TASK BRIEF
Will you quote only the lines starting at the one that contains "Each instance of the roofline" and ending with the last line of the listing below, inclusive?

======

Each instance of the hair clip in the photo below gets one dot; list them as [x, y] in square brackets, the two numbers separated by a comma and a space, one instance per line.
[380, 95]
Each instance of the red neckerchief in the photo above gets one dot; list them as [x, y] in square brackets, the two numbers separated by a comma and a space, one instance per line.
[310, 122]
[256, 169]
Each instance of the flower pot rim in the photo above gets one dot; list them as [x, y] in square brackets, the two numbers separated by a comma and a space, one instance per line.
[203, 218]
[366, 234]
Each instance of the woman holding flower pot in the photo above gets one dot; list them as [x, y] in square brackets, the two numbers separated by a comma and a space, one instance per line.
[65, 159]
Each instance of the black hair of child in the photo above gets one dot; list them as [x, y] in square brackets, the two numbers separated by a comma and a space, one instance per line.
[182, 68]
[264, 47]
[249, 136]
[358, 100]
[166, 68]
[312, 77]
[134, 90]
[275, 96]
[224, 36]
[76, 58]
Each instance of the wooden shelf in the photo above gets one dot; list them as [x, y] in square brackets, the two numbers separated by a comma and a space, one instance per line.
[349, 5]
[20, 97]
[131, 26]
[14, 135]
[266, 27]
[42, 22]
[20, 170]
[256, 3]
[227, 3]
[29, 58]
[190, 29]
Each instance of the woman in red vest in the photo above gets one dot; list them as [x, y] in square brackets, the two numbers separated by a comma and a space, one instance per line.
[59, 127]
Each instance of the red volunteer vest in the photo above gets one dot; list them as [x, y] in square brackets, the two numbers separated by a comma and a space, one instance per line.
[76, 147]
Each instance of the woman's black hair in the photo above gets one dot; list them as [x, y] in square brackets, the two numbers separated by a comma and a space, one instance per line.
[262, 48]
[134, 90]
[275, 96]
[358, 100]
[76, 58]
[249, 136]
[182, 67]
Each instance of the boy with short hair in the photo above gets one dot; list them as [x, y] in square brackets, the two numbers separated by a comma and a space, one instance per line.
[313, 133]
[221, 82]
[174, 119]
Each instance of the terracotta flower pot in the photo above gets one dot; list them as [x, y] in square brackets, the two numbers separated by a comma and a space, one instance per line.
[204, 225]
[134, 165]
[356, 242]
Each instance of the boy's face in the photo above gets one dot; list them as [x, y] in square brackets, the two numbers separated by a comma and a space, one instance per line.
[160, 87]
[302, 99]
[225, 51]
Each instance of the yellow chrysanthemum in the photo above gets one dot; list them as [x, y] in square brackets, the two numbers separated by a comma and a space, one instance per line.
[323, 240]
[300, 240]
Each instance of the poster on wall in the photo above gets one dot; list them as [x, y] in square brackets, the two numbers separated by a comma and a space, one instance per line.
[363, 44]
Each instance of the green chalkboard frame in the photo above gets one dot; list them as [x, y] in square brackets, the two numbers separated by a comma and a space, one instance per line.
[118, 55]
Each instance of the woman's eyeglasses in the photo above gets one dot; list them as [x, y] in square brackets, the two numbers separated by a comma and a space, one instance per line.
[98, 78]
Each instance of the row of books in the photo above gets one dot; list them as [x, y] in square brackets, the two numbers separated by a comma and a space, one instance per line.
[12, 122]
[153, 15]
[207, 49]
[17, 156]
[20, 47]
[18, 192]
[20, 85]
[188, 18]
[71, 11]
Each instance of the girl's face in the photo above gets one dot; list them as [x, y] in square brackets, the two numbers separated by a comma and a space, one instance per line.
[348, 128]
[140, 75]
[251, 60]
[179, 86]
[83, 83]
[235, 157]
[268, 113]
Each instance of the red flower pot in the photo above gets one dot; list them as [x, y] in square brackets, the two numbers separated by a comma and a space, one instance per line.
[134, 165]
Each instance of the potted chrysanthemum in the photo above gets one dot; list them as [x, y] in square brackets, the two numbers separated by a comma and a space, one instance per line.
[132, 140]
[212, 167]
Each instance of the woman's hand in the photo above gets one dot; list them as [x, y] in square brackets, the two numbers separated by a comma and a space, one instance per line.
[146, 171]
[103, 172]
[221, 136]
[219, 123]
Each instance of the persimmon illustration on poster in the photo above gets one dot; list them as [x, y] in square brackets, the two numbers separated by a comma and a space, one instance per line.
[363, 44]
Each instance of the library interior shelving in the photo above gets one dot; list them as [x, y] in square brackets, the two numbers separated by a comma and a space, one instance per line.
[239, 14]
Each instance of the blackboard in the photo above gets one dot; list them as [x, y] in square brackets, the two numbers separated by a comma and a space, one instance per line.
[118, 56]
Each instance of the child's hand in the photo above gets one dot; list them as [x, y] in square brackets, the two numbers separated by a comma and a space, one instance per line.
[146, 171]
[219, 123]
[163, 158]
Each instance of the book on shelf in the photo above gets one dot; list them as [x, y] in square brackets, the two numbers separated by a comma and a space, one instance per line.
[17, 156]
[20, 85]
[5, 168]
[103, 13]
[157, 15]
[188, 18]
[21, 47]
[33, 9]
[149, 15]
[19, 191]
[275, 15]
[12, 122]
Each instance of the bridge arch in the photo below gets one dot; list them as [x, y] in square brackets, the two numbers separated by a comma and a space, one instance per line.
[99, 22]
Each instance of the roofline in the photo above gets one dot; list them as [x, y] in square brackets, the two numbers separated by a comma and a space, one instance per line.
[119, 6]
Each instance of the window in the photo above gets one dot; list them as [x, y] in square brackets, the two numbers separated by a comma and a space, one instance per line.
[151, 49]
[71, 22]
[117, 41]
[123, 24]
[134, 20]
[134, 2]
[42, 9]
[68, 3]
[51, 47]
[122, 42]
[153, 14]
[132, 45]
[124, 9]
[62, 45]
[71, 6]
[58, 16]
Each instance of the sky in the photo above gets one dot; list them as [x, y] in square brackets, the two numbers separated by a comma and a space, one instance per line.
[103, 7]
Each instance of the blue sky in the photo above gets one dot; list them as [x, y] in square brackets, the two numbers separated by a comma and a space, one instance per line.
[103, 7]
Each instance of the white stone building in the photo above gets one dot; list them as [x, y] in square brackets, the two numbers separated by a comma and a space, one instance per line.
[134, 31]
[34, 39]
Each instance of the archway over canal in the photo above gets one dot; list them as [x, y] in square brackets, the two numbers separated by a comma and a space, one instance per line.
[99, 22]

======

CORRECT RESULT
Each instance of the roofline in the photo above gets one dot; list them as [x, y] in square brackets, the two numbers separated by a comma and a space, one instance per line.
[119, 6]
Each instance of the window in the photo above gets one dot; list them as [x, y] in square brackets, the two numbers separated by a comma and a space, one instance per line.
[151, 49]
[71, 22]
[117, 41]
[123, 24]
[134, 20]
[134, 2]
[42, 9]
[68, 3]
[51, 47]
[122, 42]
[153, 14]
[132, 45]
[124, 9]
[62, 45]
[71, 6]
[58, 16]
Each instance of the sky in the photo above gets one dot; list them as [x, y] in square brackets, the two numbers separated by a comma and a space, one instance per line.
[103, 7]
Each instance of the blue sky in the photo above gets one dot; list them as [x, y] in square brackets, the two numbers separated by a comma and a space, one instance per line.
[103, 7]
Each instance of the white stone building in the photo above gets one dot; list them as [x, y] in square brackets, the two numbers separated by a comma and a space, one instance per line.
[134, 31]
[34, 39]
Each instance of the archway over canal in the photo above gets one dot; list them as [x, y] in square brackets, the two numbers separated by a comma and a space, one instance per line.
[99, 22]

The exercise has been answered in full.